-- Material --
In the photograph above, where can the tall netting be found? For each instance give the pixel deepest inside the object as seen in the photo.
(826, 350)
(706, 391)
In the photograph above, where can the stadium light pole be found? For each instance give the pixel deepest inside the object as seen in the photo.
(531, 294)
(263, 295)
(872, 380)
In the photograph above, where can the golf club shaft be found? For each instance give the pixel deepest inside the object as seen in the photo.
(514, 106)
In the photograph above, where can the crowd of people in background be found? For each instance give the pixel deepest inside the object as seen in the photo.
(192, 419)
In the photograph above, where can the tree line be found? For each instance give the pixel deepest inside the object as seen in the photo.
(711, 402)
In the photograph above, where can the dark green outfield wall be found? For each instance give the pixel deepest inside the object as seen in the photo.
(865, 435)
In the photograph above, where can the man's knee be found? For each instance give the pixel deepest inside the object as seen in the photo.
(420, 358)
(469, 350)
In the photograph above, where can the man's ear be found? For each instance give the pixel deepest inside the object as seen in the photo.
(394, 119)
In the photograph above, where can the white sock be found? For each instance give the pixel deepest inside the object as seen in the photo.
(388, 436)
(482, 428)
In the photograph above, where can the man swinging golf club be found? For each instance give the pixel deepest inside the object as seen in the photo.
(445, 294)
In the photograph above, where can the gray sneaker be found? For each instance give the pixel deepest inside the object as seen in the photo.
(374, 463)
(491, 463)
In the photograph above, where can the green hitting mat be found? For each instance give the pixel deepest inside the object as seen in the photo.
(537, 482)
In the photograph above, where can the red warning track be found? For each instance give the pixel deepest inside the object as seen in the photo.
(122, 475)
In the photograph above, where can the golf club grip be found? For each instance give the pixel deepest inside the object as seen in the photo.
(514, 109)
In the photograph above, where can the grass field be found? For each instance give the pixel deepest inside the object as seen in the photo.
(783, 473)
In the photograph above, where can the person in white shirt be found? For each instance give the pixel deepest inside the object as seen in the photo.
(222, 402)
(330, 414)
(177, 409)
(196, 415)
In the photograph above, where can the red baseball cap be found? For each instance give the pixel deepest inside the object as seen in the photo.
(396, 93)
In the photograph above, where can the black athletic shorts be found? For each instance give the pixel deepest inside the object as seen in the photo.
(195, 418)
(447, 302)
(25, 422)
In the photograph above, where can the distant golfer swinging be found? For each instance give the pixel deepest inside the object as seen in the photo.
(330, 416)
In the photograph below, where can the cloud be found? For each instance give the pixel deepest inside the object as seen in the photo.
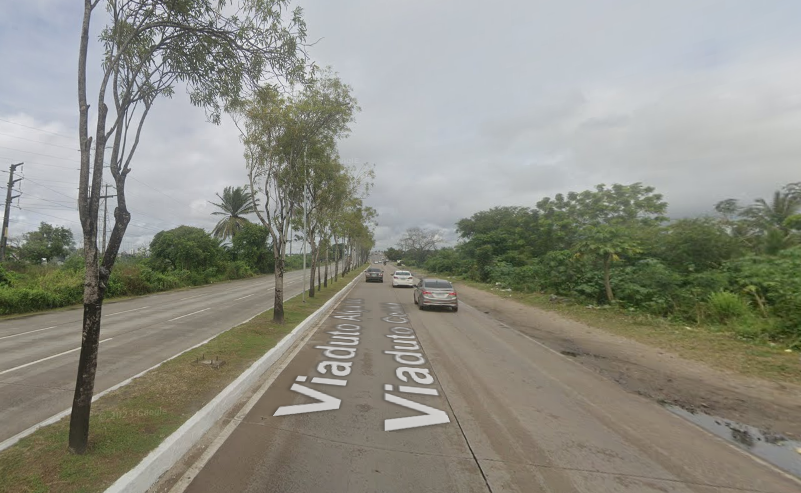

-- The request --
Nothing in the entries should change as you copy them, except that the pictures are left out.

-- Complete answer --
In the photograph above, where can the tall netting be found? For each instance give the pixel deepest inside the object as seen in the photo.
(826, 350)
(706, 391)
In the photograph above, where can the stadium light pole be found? For each instance give the pixel deepest inside the object as seen in the photo.
(531, 294)
(263, 295)
(872, 380)
In the photograph above, where can the golf club shaft be found? For each instance give the pixel deepest inside the object as seen in the photo.
(514, 106)
In the photograph above, where can the crowd of people in background be found? For each instance give the pixel deepest inside the object as seen in the photo.
(192, 419)
In the photograph above, where can the tree line be found? For each instance give the pixel deepest inside the object as seen in the photo.
(711, 402)
In the photograph above, where can the dark green outfield wall be found? For each instance give the pixel deepest inside the object as seen in the photo.
(865, 435)
In the photograph above, where can the man's knee be found? For each instance give the pixel deepest inside the object as seen in the photo.
(420, 358)
(469, 350)
In the photograph above, where can the man's ear be found? For each instance give the pixel deepest inside the object as seen in the photo.
(394, 119)
In the photograph above, where can the white sock be found? For each instance give the pixel deepest inside the object as seen in the photo.
(388, 436)
(482, 428)
In the photograph above, where can the man swinging golf club be found? For each instance give the pixel deepest inside the object as seen in the photo.
(445, 294)
In the photograph above, where can the gray sneaker be found? For each instance give the pixel deepest inside the object as seen in the photo.
(374, 463)
(491, 463)
In the photograph above, where can the green hitting mat be found? For each instance give the pixel deepest inside the object as seen in the photo.
(537, 482)
In the photograph above, where can the red warning track be found? For each instance give the pixel deepest inside the object as seen in the photo.
(122, 475)
In the photograph above, where can the golf club grip be found? For each instance give the pixel deepest inside the object as seen in the photo.
(514, 109)
In the photograph above, where can the grass field be found? For each instance give the pixel deepest inside the object as seen in the photo.
(783, 473)
In the photograph above, where can the person in white shirt be found? For each instance give the pixel deepest inside the object as seen in the photo.
(222, 402)
(330, 414)
(177, 409)
(196, 415)
In the photograph above, where can the red baseball cap be found? For each instance give the pixel deepest inside the object as seen in the photo.
(396, 93)
In the photograph above, where can the black athletic shorts be found? For each instance give the pixel deepest inside the object as seen in the photo.
(195, 418)
(447, 302)
(25, 422)
In the photograph above, where can the distant golfer swinging be found? For each instance give the pixel deepest inside the object as seen in the photo.
(330, 416)
In the photograph below, where can the cloud be found? For each instance give the pixel deepest inside the object as seen in the photo.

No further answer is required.